---------- Data rows

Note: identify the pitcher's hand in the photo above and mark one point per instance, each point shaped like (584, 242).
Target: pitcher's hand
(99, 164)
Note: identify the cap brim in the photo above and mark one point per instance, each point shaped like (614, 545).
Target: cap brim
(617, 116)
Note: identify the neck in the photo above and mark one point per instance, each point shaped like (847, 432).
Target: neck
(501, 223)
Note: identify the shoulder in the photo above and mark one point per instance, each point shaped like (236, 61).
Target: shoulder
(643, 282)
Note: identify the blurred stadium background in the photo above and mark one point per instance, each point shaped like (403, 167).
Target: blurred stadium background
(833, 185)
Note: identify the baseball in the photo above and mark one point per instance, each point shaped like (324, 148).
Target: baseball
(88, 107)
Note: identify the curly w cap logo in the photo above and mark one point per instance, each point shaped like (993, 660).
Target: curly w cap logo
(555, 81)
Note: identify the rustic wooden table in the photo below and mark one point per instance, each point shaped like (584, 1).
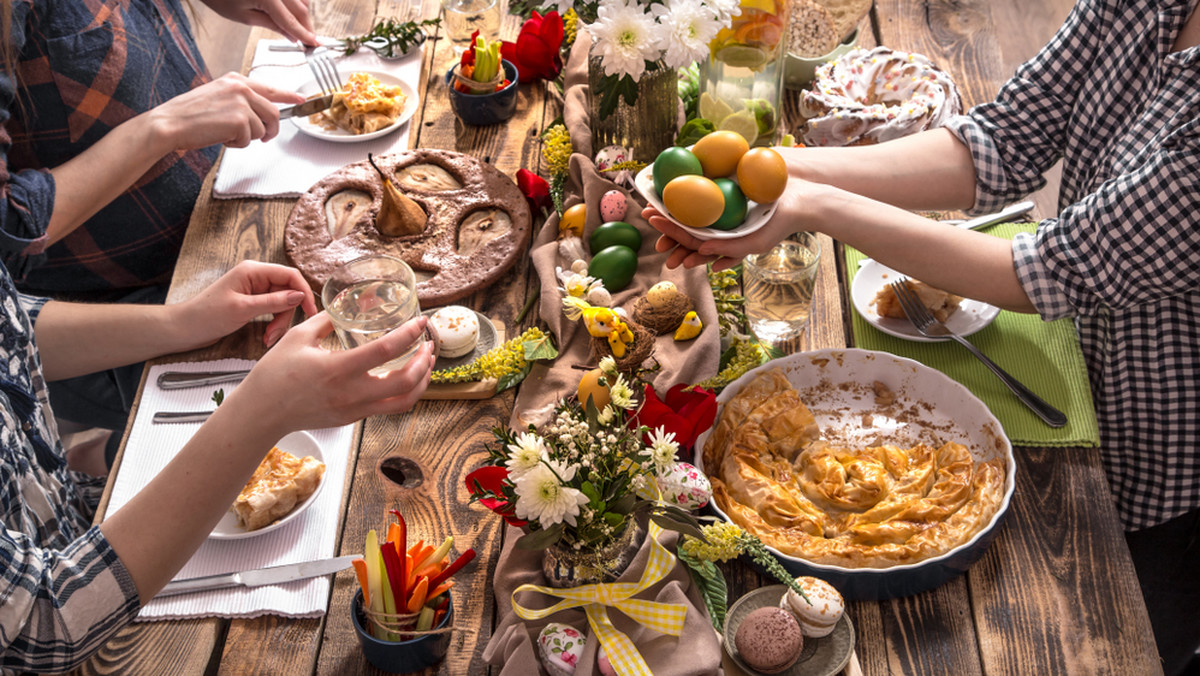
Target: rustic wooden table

--------------------

**Stated problem:** Lay out every line of the material above as a numbered list, skipping any blank lines and omitting the picture.

**Response to the exercise:**
1. Note: identify the pitcher's hand in the photo above and mark one point per instance, each point shaped like (584, 242).
2. Target: pitcher's hand
3. (99, 164)
4. Note: identify the cap brim in the photo above and mark one point per instance, each point shaped like (614, 545).
5. Target: cap brim
6. (617, 116)
7. Note: identify the neck in the photo above and mark one point per instance, each point shaped like (847, 432).
8. Target: neck
9. (501, 223)
10. Note: identify the shoulder in the photo above and mark one point per instance, each point shaped like (236, 61).
11. Target: shoulder
12. (643, 282)
13. Note: identify the blurred stadium background in the photo above and mark one point per instance, each point shaped like (403, 167).
14. Target: blurred stadium background
15. (833, 185)
16. Note: identify the baseball in the photo above and mark one point per instance, each point shaped like (324, 148).
17. Target: baseball
18. (88, 107)
19. Note: identify the curly w cap logo in the photo above and mark one point per instance, each point shaped like (993, 660).
20. Target: curly w cap logo
21. (555, 81)
22. Note: identify the rustic wooden table in the photo below and mark one point per instance, each point shaped like (584, 1).
23. Target: rustic wooden table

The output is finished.